What needs to be done
Count the lines in the material below that contain the word "storage", and give only the number.

Data section
***
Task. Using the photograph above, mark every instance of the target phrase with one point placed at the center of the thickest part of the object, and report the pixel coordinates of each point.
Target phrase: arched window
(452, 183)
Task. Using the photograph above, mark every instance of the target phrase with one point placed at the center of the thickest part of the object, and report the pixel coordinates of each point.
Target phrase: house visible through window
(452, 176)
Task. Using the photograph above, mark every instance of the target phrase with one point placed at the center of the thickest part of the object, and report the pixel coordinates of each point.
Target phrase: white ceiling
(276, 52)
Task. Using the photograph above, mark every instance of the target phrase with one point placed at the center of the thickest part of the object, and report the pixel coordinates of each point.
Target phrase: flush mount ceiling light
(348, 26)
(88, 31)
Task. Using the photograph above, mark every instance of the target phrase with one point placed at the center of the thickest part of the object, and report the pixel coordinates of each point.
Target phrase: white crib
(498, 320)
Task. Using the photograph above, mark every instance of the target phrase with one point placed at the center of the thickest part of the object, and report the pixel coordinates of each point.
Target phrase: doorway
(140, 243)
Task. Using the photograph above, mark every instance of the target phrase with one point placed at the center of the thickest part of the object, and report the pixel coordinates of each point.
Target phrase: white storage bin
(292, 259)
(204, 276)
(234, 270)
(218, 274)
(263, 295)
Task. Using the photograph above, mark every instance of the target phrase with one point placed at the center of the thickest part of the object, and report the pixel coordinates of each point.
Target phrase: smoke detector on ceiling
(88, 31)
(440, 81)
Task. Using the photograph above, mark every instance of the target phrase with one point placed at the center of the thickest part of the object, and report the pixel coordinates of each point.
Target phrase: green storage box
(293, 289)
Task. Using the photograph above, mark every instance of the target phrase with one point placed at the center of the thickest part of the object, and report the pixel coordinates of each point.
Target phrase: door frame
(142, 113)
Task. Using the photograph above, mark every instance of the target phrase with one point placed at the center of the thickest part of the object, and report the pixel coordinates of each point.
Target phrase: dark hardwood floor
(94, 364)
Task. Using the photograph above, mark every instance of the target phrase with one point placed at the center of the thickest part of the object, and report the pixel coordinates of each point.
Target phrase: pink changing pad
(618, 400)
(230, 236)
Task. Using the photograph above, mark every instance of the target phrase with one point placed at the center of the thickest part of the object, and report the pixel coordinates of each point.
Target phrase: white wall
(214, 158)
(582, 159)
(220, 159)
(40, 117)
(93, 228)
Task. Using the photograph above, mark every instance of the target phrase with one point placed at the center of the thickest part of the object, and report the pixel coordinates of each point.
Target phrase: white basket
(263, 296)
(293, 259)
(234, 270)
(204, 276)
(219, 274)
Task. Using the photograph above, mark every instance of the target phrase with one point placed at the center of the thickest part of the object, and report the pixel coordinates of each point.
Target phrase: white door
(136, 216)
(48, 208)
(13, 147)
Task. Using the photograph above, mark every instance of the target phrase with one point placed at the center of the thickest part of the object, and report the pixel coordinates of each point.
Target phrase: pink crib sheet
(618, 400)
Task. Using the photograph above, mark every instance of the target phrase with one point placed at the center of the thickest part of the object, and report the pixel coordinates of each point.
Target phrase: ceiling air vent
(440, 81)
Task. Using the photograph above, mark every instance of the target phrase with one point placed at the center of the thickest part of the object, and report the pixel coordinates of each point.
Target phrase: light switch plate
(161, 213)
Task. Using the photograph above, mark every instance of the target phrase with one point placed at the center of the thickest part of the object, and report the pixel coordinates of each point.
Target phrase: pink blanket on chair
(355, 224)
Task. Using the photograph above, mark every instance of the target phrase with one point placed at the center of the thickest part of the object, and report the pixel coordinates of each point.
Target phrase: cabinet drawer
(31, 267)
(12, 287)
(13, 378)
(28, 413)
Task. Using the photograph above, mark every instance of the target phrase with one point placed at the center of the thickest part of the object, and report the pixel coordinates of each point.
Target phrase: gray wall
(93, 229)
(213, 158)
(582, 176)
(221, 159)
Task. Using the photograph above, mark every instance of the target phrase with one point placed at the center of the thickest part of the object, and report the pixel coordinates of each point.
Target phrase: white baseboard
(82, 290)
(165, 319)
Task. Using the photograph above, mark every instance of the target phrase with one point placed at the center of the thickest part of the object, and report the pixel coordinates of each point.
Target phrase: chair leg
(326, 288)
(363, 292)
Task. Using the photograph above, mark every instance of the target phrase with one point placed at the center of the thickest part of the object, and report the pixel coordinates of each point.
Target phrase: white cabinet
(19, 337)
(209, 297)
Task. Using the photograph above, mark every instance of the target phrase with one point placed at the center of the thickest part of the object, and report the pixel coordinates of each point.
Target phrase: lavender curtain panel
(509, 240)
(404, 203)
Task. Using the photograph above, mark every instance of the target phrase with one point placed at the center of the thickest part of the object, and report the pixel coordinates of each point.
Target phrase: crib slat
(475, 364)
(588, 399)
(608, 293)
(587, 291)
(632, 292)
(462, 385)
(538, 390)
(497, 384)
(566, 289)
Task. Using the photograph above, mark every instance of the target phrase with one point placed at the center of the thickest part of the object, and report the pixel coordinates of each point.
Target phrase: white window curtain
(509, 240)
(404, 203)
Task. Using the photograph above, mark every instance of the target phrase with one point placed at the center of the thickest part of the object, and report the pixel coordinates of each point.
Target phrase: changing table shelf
***
Answer for the task
2